# To be done
Extract the full listing verbatim and drop any pictures from your copy.

# Supplied entries
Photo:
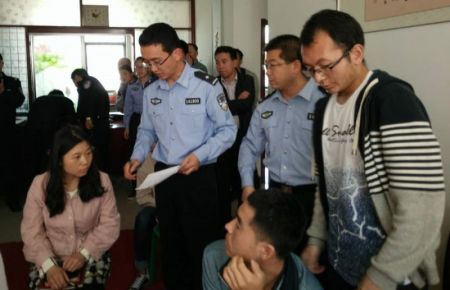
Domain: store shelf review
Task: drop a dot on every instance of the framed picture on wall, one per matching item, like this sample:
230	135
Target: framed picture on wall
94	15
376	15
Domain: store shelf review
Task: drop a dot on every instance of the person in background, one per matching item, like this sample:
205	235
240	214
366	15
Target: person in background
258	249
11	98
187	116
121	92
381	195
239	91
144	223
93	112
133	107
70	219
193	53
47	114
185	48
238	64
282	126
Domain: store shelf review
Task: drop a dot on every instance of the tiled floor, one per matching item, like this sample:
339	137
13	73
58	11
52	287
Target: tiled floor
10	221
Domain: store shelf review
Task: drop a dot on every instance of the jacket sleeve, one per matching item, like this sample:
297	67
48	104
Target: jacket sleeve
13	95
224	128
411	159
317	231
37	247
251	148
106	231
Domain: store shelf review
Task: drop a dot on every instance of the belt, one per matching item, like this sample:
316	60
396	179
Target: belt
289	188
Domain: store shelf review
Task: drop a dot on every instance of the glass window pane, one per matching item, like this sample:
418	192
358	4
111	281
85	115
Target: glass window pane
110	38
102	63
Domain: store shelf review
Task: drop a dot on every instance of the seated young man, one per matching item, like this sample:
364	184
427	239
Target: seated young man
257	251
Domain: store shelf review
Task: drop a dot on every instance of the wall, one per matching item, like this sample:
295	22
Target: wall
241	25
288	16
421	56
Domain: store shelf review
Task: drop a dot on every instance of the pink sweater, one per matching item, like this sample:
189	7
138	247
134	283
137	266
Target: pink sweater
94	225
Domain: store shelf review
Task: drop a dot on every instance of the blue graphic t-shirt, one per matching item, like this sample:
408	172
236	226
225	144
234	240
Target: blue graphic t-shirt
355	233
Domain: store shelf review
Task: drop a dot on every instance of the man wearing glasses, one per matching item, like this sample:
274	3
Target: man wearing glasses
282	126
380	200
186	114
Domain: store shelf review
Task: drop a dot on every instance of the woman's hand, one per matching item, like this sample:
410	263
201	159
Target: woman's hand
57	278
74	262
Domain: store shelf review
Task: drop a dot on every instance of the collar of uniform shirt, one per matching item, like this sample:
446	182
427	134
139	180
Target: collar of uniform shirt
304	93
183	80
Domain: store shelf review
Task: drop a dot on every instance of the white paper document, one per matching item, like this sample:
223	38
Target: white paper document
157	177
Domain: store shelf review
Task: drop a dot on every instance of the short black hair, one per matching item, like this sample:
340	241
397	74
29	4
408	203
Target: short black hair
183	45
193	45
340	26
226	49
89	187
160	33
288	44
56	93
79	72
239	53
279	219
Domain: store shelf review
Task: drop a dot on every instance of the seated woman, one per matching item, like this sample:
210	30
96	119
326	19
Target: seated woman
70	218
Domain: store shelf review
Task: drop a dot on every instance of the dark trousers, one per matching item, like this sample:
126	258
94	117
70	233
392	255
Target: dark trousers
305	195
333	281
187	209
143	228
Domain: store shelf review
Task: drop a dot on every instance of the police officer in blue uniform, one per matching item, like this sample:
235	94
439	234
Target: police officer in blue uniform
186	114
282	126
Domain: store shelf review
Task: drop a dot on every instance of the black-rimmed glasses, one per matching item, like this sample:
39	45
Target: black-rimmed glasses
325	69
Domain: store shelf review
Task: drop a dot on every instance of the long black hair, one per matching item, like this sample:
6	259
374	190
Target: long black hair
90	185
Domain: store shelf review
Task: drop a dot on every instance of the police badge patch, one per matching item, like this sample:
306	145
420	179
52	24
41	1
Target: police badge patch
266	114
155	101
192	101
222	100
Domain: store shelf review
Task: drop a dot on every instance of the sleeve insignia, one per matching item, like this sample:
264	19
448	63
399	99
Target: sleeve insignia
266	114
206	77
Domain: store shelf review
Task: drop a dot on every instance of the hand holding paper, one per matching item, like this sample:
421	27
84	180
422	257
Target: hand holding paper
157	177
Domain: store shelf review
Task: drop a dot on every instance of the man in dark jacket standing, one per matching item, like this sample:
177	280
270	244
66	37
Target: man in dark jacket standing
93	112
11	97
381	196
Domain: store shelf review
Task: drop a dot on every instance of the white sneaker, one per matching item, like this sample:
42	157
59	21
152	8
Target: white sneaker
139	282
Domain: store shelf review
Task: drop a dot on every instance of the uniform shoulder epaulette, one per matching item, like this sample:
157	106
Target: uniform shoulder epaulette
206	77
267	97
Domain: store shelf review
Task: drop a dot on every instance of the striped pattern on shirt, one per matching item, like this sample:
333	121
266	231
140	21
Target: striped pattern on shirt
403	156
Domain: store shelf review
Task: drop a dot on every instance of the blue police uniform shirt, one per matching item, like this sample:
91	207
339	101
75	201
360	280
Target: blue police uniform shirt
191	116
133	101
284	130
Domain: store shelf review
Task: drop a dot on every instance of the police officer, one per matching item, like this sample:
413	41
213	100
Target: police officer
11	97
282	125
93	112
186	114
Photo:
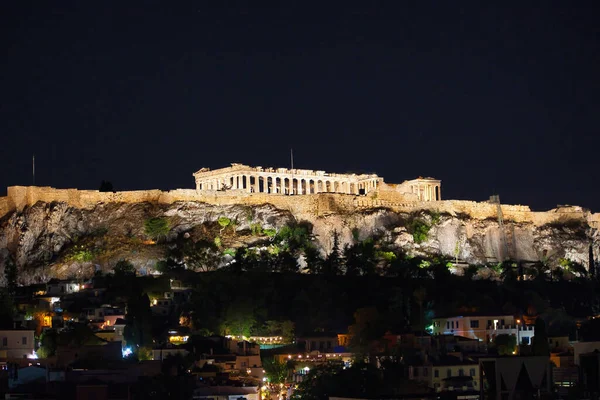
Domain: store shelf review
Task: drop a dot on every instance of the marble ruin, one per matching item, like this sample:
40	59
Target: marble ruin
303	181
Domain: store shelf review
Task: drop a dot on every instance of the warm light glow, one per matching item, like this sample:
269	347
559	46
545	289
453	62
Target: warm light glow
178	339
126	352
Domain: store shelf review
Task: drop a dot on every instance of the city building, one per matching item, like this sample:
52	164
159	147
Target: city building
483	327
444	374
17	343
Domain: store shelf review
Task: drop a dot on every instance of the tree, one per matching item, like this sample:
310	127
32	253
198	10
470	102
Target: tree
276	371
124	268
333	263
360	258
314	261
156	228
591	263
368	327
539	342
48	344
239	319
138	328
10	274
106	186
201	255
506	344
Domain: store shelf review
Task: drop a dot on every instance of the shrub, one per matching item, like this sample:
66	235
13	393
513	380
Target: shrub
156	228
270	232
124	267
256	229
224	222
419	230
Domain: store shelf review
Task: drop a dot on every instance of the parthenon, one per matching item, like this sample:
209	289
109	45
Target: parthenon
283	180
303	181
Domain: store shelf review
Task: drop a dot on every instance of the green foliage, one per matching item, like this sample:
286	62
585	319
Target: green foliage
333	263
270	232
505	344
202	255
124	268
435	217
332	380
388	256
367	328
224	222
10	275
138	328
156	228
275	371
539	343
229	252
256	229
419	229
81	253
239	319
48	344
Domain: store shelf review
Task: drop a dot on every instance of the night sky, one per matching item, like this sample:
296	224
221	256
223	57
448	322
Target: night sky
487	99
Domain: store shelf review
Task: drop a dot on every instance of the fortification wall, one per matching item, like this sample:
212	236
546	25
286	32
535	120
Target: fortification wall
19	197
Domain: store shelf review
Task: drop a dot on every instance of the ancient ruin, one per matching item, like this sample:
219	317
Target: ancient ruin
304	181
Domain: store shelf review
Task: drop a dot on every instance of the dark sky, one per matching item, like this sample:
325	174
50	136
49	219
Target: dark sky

# Final result
Photo:
Domain: store shelf review
Task: drop a dot on every instance of the framed picture on wall, one per matching item, like this sample:
230	135
Target: framed picture on wall
94	15
376	15
Domain: store shelf review
Task: drop a dot on every instance of the person in background, one per matching item, like this sample:
205	235
240	214
366	15
Target: person in background
258	249
11	98
187	116
121	92
381	195
239	91
144	223
93	112
133	107
70	219
193	53
47	114
185	48
238	64
282	126
Domain: store shelf review
Task: drop a dot on every instance of the tiled floor, one per matching item, like this sample:
339	137
13	73
58	11
52	287
Target: tiled floor
10	221
Domain: store shelf review
Task: drop a dot on every instance of the jacket sleeve, one per matching item, like this sample:
297	67
48	104
Target: jacket sleeve
13	95
224	128
411	159
317	231
37	247
251	148
106	231
Domain: store shelf review
Task: drop a dot on every instance of the belt, one per matching item, like this sample:
316	60
396	179
Target: belt
289	188
Domain: store shelf review
Task: drop a dot on every instance of the glass window pane, one per matching item, like this sample:
418	192
358	4
111	281
85	115
Target: glass window pane
110	38
102	63
Domain: store shelf review
Task: drop a dot on every instance of the seated young man, one per matching item, like this sample:
364	184
427	239
Target: seated young man
257	251
Domain: store shelf review
Task: drop a dot on every instance of the wall, one per matching item, like this sample:
295	22
Target: wall
241	25
288	16
421	56
Domain: store shelf review
Task: drop a dot on every instance of the pink sweater, one per matching item, like this sample:
189	7
138	247
134	283
137	266
Target: pink sweater
94	225
Domain: store shelf review
Task: drop a dot on every instance of the blue graphic t-shirt, one per matching item, like this sample:
408	172
236	226
225	144
234	240
Target: blue graphic t-shirt
355	233
Domain: store shelf review
Task: drop a dot on every instance of the man wearing glasses, one per matching item, like this sample:
274	3
Target: man wearing glasses
282	126
380	200
186	114
Domain: store shelf review
Task: drop a dot on every instance of the woman's hand, one per matching item, like this sample:
410	263
201	159
Target: woman's hand
57	278
74	262
Domain: store shelf review
Task: drop a dot on every instance of the collar of uniform shirt, one per matching item, like this sample:
446	182
427	134
139	180
Target: collar of uniform shirt
304	93
183	80
Domain: store shelf review
Task: drop a dot on every instance of the white paper document, one per matching item, like this sample:
223	38
Target: white paper document
157	177
Domain: store shelf review
Task: drop a dot on every instance of the short black hair, one per matching item, like this sample:
340	241
397	74
29	4
408	203
Target: short black hair
183	45
193	45
340	26
226	49
89	187
160	33
288	44
56	93
79	72
239	53
279	219
Domain: store shelf review
Task: drop a dot on every instance of the seated woman, one per matching item, like this sample:
210	30
96	119
326	19
Target: seated woman
70	218
Domain: store shelf review
Task: drop a dot on every instance of the dark trousers, one per matching item, like this sample:
126	258
94	117
70	233
392	255
Target: dark trousers
305	195
333	281
187	209
143	228
Domain: store shelf review
Task: drop a dot on every instance of the police officer in blue uniform, one per matching item, like this sample:
235	94
439	234
Target: police officer in blue uniform
186	114
282	126
Domain: store shelf review
Task: drop a dot on every instance of the black-rimmed glasses, one per matching item, like this sample:
39	45
Target: black-rimmed glasses
325	69
Domain: store shelf review
Task: drop a dot on every instance of the long black hair, one per matching item, like this sample:
6	259
374	190
Target: long black hair
90	185
Domain: store shelf review
Task: drop a dot on every instance of the police badge patch, one per matching item, like this sample:
306	145
420	179
52	24
41	1
Target: police badge patch
266	114
155	101
192	101
222	100
Domain: store shelf review
Task: drop a dot on every instance of the sleeve insignia, one per matching item, like this sample:
264	19
448	63
399	99
Target: sleeve insignia
266	114
206	77
Domain: store shelf review
Task: drop a dot on every instance of the hand holding paper, one per matching item, like this sample:
421	27
84	180
422	257
Target: hand holding paper
157	177
Domain: store shelf review
Task: drop a dot on every instance of the man in dark jacket standing, one per matching item, like this sample:
177	280
270	244
66	37
Target: man in dark jacket standing
93	112
11	97
381	196
Domain: store shelf review
Task: drop a dot on every instance of the white sneaker, one per matching item, like this sample:
42	157
59	21
152	8
Target: white sneaker
139	282
Domain: store shelf review
Task: drop a dot on every instance of the uniform shoulder epaulette, one per matching item, like this sample:
157	106
Target: uniform shoulder epaulette
206	77
267	97
Domain: store shelf review
Task: drop a dot on every instance of the striped pattern on shirt, one per matching item, like this sample:
333	121
266	231
140	21
Target: striped pattern on shirt
403	156
Domain: store shelf review
Task: drop a dot on every instance of the blue police uniform shirt, one per matching item, like this sample:
91	207
339	101
75	201
360	280
Target: blue police uniform shirt
191	116
133	101
284	130
Domain: store shelf review
Task: drop a dot on every instance of the police officer, one per matching item, like this sample:
413	41
213	100
Target: police officer
11	97
282	125
93	112
186	114
Photo:
Domain: store shelf review
Task: drop a dot on every instance of the marble ruin, one per matching item, like this sample:
40	59
Target: marble ruin
303	181
Domain: store shelf review
Task: drop a dot on every instance of the warm light glow, one per matching item, like this sample:
269	347
559	46
545	289
453	62
Target: warm light glow
178	339
126	352
Domain: store shelf review
Task: drop a dot on every instance of the city building, one per matching item, like this sample:
52	164
159	147
Target: city building
483	327
444	374
17	343
Domain: store shelf review
Task: drop a dot on every instance of the tree, one per matching item, like this sample:
310	127
32	253
198	10
470	102
Target: tree
276	371
124	268
333	263
360	258
314	261
156	228
591	263
368	327
539	342
48	344
239	319
138	328
10	274
106	186
201	255
506	344
Domain: store shelf review
Task: drop a dot on every instance of the shrub, one per matching item, like this sample:
66	235
13	393
513	380
Target: shrub
156	228
270	232
124	267
256	229
224	222
419	230
Domain: store shelf review
Task: drop a dot on every instance of the parthenon, one per matching item, like this sample:
209	289
109	45
Target: parthenon
283	180
303	181
Domain: store shelf review
Task: drop a dot on every instance of the green foliage, one per matching item, like this sample:
286	62
585	319
Target: green foliage
333	263
270	232
505	344
202	255
124	268
435	217
332	380
388	256
367	328
224	222
10	275
138	328
156	228
275	371
539	343
229	252
256	229
419	229
81	253
239	319
48	344
Domain: store shelf review
Task: drop a dot on every instance of the night sky, one per matching item, like this sample:
296	224
221	256
223	57
448	322
Target: night sky
487	99
Domain: store shelf review
Task: drop a dot on every instance of the fortification wall, one per matching item, like this sample:
212	236
546	25
286	32
535	120
Target: fortification wall
19	197
Domain: store shelf review
Task: drop a dot on every instance of the ancient ruin, one per matching item, like this sample:
219	317
Target: ancient ruin
304	181
Domain: store shelf review
Task: drop a dot on every instance of the dark sky, one per matching item, like this sample:
325	174
50	136
49	219
Target: dark sky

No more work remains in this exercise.